--- Start GIVEN TEXT ---
Friday, June 3, 2011

Remembering Tagore: Noukadubi (Kashmakash) Movie Review

-Kartik Ramaswamy

I am thoroughly convinced that Rabindranath Tagore was awarded his Nobel prize for Literature not just because of his quality of writing but because of his immense capability to think about situations that mere mortals like us cannot. He then makes us feel even closer to being just “mere” by weaving a story that is a myriad of complicated emotions way beyond our comprehension. And what probably makes us feel so regular is that we understand what he writes and are able to relate to it in a manner that no one else can probably get us to. Noukadubi is one of Gurudev’s 8 novels and if the movie is remotely close to the novel (I have made a mental note to try and pick this up) then I am certain it will be an excellent read. But then again, who are we but mere mortals to shower praise on the likes of THE Thakur. A pity I have only seen his works translated into movies and not read his works – maybe it would be beyond my understanding.

In the same breath as I am elated to have come across a story like Noukadubi, I was also extremely disappointed to realize that Kashmakash is a version dubbed in Hindi. As of now, I am as convinced about Gurudev’s greatness as I am about Subhash Ghai’s senility. Dear Mr. Ghai – you have tried to entertain us for nearly 5 decades now. It is time that you take a break. You seriously need that. How else would you explain the crappy dubbing of a movie that can be seen at worst case with sub titles? The finer nuances of Bengali can never be emulated by any other language. Now I am a Tam Bram Iyer boy born and bought up in Mumbai city but who genuinely believes that he should have been Bong. Mind you I can only understand the language and have never made an effort to speak it (regrettably) and yet, I felt the job was extremely shoddy. Much as I am a Gulzar fan, I thought the lyrics were just not in place to substitute to Tagore’s melody and sweetness. Please to be watching subtitled Bengali version not dubbed Hindi version.
--- End GIVEN TEXT ---
--- Start RAW DATA ---
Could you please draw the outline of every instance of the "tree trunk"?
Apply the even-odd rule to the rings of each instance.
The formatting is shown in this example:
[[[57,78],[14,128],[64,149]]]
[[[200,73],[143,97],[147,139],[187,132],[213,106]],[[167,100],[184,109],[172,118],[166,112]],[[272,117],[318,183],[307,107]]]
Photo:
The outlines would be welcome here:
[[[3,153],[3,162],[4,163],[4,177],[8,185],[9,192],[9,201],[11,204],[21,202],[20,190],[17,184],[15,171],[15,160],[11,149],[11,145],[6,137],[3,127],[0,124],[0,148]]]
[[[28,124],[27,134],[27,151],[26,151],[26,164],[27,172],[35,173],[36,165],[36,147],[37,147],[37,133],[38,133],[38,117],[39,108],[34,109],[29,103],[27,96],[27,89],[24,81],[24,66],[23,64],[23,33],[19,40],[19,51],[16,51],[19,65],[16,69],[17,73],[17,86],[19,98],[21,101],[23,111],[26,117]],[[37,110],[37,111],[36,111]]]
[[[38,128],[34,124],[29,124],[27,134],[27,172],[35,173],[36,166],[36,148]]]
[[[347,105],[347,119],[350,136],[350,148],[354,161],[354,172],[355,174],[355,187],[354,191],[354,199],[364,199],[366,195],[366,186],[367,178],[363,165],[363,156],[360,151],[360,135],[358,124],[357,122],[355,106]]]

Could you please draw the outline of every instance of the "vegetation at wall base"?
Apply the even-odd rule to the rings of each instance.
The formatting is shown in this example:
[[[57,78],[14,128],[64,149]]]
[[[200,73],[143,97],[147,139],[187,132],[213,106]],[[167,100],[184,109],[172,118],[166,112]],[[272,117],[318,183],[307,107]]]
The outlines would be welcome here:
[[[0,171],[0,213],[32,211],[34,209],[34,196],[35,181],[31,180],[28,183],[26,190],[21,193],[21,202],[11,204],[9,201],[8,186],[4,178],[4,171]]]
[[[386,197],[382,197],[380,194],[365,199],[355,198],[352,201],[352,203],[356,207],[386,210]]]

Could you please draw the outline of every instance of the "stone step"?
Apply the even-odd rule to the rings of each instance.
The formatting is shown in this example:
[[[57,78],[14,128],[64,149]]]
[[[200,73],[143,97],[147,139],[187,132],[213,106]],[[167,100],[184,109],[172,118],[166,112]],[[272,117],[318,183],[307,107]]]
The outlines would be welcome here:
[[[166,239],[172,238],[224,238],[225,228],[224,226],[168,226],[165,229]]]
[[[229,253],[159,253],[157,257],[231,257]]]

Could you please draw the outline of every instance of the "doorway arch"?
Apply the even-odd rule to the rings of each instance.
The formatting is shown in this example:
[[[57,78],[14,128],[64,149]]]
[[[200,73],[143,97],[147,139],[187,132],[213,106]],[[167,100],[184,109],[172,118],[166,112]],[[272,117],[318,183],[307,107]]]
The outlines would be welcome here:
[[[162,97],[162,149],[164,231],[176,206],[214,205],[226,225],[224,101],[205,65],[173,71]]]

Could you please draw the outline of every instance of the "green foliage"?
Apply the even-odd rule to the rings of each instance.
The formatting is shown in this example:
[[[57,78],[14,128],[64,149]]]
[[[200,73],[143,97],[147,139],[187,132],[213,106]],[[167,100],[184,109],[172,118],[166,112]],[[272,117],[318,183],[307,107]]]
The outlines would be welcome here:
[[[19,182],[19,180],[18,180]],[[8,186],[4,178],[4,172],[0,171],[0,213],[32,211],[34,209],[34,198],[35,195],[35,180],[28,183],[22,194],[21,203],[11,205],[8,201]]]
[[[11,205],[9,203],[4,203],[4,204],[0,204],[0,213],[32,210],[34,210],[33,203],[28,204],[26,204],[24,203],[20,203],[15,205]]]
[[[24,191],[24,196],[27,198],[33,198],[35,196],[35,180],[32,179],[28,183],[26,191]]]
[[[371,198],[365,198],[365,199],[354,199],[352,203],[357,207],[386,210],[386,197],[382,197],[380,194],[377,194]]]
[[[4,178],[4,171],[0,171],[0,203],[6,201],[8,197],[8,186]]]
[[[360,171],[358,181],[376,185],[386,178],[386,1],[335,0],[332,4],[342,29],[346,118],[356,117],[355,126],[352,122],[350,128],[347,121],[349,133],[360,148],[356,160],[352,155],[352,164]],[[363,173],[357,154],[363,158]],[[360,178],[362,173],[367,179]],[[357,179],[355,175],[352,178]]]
--- End RAW DATA ---
**PROBLEM SET**
- A) According to the movie review, why was the reviewer disappointed to find that Kashmakash is a Hindi-dubbed version? Answer in one to three sentences.
- B) Count the lines of the entries that contain the string "every", with case counting. Give only the number.
The movie review and the entries have no connection to each other.

**SOLUTIONS BELOW**
- A) The reviewer holds that the finer nuances of Bengali can never be emulated by any other language, so the dubbing felt shoddy. The reviewer also argues that the movie could have been watched with subtitles instead.

- B) 5